* **Your objective**
Each line from the one holding "If you could mark the red head" through the final line of the data below is to be given again exactly, and no other line is to appear.

### Records to process ###

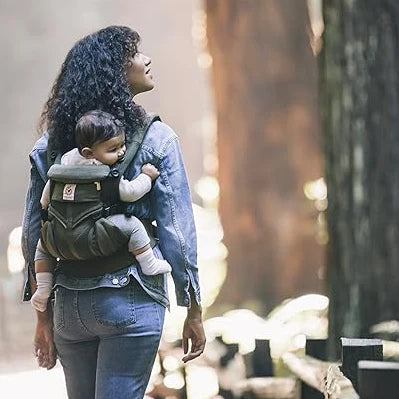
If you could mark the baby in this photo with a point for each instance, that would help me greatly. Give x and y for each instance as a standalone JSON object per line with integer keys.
{"x": 100, "y": 139}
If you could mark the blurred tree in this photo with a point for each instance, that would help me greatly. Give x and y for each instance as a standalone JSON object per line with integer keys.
{"x": 264, "y": 77}
{"x": 359, "y": 90}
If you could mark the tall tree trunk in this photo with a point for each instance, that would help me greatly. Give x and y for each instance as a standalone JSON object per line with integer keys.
{"x": 264, "y": 76}
{"x": 359, "y": 89}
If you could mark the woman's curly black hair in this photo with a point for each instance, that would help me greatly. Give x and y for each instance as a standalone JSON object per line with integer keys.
{"x": 93, "y": 77}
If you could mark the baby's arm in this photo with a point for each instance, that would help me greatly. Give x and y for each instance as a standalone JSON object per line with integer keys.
{"x": 44, "y": 268}
{"x": 133, "y": 190}
{"x": 45, "y": 199}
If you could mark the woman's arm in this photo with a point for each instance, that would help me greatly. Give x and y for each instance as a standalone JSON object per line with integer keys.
{"x": 31, "y": 225}
{"x": 172, "y": 209}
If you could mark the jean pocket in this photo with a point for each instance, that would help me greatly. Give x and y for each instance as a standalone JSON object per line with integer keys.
{"x": 114, "y": 307}
{"x": 59, "y": 319}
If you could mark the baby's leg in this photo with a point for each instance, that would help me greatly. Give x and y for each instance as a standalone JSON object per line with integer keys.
{"x": 44, "y": 267}
{"x": 139, "y": 245}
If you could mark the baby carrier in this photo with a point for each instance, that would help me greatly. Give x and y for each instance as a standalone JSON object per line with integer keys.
{"x": 81, "y": 199}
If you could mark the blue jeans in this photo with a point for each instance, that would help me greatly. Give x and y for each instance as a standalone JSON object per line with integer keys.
{"x": 107, "y": 340}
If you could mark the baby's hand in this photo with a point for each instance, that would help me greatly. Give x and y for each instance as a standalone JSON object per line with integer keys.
{"x": 150, "y": 170}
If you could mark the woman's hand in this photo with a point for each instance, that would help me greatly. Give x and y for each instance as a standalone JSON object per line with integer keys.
{"x": 193, "y": 330}
{"x": 44, "y": 348}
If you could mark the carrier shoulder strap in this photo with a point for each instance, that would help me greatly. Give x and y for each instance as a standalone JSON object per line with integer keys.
{"x": 110, "y": 186}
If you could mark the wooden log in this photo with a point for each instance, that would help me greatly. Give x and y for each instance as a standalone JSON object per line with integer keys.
{"x": 378, "y": 379}
{"x": 316, "y": 348}
{"x": 391, "y": 350}
{"x": 268, "y": 388}
{"x": 337, "y": 386}
{"x": 355, "y": 349}
{"x": 262, "y": 364}
{"x": 324, "y": 376}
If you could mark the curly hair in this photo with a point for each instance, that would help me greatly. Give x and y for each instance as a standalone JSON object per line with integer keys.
{"x": 93, "y": 77}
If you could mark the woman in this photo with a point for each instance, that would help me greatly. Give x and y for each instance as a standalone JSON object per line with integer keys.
{"x": 106, "y": 329}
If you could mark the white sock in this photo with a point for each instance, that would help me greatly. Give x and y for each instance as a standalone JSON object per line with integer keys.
{"x": 44, "y": 286}
{"x": 150, "y": 265}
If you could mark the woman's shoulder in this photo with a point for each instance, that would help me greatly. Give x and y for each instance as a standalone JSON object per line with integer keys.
{"x": 41, "y": 143}
{"x": 158, "y": 138}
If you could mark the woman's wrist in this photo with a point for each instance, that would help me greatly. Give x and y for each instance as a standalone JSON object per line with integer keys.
{"x": 44, "y": 317}
{"x": 195, "y": 311}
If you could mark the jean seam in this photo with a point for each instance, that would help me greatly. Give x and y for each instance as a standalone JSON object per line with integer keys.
{"x": 59, "y": 303}
{"x": 124, "y": 323}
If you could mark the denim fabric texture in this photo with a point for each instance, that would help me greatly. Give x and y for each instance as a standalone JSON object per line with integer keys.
{"x": 168, "y": 204}
{"x": 107, "y": 340}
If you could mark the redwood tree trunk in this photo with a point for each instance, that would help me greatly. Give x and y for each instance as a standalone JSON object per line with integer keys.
{"x": 359, "y": 89}
{"x": 264, "y": 76}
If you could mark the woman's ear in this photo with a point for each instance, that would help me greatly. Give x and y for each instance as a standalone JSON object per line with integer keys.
{"x": 87, "y": 152}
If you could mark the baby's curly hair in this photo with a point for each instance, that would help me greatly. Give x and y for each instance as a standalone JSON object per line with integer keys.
{"x": 93, "y": 77}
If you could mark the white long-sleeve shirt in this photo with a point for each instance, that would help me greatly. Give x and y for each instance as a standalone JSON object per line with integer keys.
{"x": 129, "y": 190}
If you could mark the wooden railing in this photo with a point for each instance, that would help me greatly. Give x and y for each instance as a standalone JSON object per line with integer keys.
{"x": 371, "y": 379}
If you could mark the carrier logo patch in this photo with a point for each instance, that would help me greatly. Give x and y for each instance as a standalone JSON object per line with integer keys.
{"x": 68, "y": 193}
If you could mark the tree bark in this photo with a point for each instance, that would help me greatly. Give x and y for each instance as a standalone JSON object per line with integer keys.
{"x": 359, "y": 89}
{"x": 264, "y": 76}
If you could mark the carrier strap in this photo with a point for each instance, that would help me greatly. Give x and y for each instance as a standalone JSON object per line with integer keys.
{"x": 110, "y": 186}
{"x": 106, "y": 264}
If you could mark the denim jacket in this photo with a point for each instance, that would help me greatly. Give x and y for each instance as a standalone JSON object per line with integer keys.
{"x": 168, "y": 203}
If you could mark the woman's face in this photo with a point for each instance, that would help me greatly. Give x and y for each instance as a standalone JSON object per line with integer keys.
{"x": 138, "y": 74}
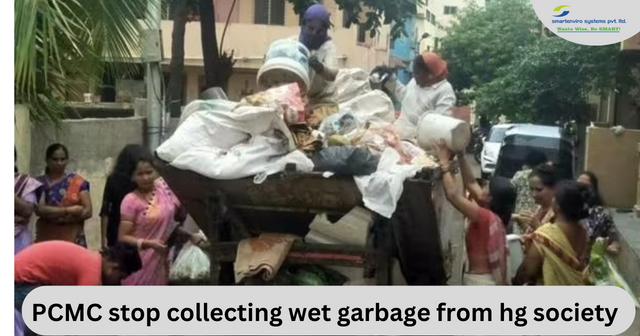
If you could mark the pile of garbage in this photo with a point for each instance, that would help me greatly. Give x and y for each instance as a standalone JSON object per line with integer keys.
{"x": 265, "y": 132}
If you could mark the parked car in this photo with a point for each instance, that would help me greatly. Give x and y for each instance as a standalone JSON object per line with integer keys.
{"x": 491, "y": 148}
{"x": 519, "y": 141}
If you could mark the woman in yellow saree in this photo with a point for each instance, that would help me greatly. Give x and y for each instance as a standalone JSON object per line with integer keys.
{"x": 554, "y": 255}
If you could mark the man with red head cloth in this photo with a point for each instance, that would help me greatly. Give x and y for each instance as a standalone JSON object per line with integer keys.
{"x": 428, "y": 92}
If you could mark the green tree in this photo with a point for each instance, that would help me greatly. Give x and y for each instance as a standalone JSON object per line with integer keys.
{"x": 483, "y": 39}
{"x": 57, "y": 40}
{"x": 549, "y": 81}
{"x": 218, "y": 64}
{"x": 513, "y": 68}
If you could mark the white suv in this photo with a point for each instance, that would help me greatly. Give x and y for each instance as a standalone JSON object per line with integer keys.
{"x": 491, "y": 148}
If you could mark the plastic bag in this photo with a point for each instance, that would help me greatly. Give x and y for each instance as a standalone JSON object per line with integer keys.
{"x": 191, "y": 264}
{"x": 381, "y": 190}
{"x": 286, "y": 98}
{"x": 340, "y": 123}
{"x": 350, "y": 161}
{"x": 351, "y": 83}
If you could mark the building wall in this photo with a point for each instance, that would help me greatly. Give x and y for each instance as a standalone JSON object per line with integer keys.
{"x": 93, "y": 147}
{"x": 436, "y": 27}
{"x": 250, "y": 42}
{"x": 614, "y": 159}
{"x": 404, "y": 50}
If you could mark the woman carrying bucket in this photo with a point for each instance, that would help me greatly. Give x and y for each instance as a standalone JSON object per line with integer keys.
{"x": 323, "y": 61}
{"x": 428, "y": 92}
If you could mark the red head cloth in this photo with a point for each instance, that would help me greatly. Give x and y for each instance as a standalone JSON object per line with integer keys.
{"x": 437, "y": 67}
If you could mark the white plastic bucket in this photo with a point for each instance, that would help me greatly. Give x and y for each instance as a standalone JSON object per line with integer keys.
{"x": 516, "y": 255}
{"x": 433, "y": 127}
{"x": 286, "y": 61}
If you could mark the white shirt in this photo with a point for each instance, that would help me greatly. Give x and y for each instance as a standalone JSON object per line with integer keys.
{"x": 321, "y": 90}
{"x": 417, "y": 101}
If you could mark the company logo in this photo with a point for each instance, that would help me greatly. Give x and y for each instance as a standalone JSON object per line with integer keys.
{"x": 564, "y": 13}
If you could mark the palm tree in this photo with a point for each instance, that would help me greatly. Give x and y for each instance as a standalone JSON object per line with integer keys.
{"x": 59, "y": 41}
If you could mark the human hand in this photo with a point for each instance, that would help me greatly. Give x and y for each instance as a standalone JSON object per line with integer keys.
{"x": 74, "y": 210}
{"x": 155, "y": 244}
{"x": 613, "y": 248}
{"x": 443, "y": 153}
{"x": 316, "y": 65}
{"x": 197, "y": 238}
{"x": 527, "y": 220}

###

* **Worked solution**
If you could mark the red head cloth in this photo with a point for each instance, that would help me greatly. Give x and y for each instance as a standalone JSON object per line with integer keys.
{"x": 437, "y": 67}
If you could mark the white plastic bucket in this photo with a point for each instance, that would help me greatly. Give x and y for each instance as a standalone JSON object per line with integer keys.
{"x": 516, "y": 255}
{"x": 433, "y": 127}
{"x": 286, "y": 61}
If you could mark the white shirt in this photo with a point for each instance, that would help me greatly. Give x and y for each instance as a standalone JSON object per line with integer keys.
{"x": 321, "y": 90}
{"x": 417, "y": 101}
If you could mark the company logo in this photo with a point for each instance, that would help me greatly. Give x and y for each instance as a standalone JSON object per line with integer keys.
{"x": 564, "y": 13}
If you could mark the palm tree in this photo with a point for each instance, that would help me greatly. Give x and y for each instance as a standalone JSON object per line with integer keys.
{"x": 59, "y": 41}
If you could mark the human hand in this photo with a point for each instance, that would help me greatly. Give x and y for each instance as a standalone JSON object per line with integer keys.
{"x": 74, "y": 210}
{"x": 155, "y": 244}
{"x": 613, "y": 248}
{"x": 443, "y": 153}
{"x": 316, "y": 65}
{"x": 197, "y": 238}
{"x": 527, "y": 220}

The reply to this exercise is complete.